── SUPPLIED RECORDS ──
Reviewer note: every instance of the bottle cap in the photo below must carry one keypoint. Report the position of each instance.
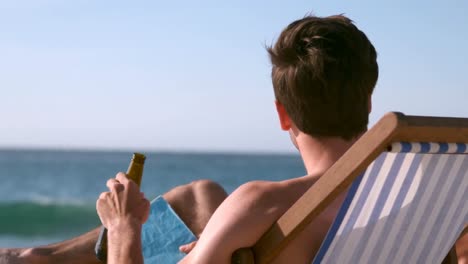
(138, 157)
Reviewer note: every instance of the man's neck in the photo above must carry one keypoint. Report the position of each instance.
(319, 154)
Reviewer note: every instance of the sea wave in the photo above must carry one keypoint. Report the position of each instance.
(39, 218)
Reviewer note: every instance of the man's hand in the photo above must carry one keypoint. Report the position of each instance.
(124, 204)
(122, 211)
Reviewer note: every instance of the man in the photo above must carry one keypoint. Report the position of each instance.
(324, 72)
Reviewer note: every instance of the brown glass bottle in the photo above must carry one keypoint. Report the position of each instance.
(134, 173)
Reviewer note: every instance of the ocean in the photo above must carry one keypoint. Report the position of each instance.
(48, 196)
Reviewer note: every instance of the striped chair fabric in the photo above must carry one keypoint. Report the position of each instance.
(409, 206)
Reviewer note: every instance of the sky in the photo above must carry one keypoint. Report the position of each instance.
(195, 76)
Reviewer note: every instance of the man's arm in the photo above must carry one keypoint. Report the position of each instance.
(122, 211)
(240, 221)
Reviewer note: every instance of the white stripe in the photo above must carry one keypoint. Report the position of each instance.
(396, 147)
(376, 234)
(435, 207)
(338, 236)
(444, 229)
(404, 245)
(452, 148)
(374, 194)
(454, 232)
(366, 211)
(416, 147)
(389, 242)
(434, 147)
───
* [WORK TASK]
Retype the lines above without alteration. The first is the one containing "Reviewer note: every instance of the man's arm", and the last is the final line of the data.

* [RESPONSE TO THE TASK]
Reviewer note: every instance of the man's arm in the photo above must carry one keypoint. Report the position of each instance.
(122, 211)
(240, 221)
Reviewer note: every instance of the white stripe in the photo above must carry one keypoint. Report the position of each instance.
(396, 147)
(376, 234)
(435, 207)
(338, 236)
(444, 229)
(404, 245)
(452, 148)
(374, 194)
(454, 232)
(366, 211)
(416, 147)
(389, 242)
(434, 147)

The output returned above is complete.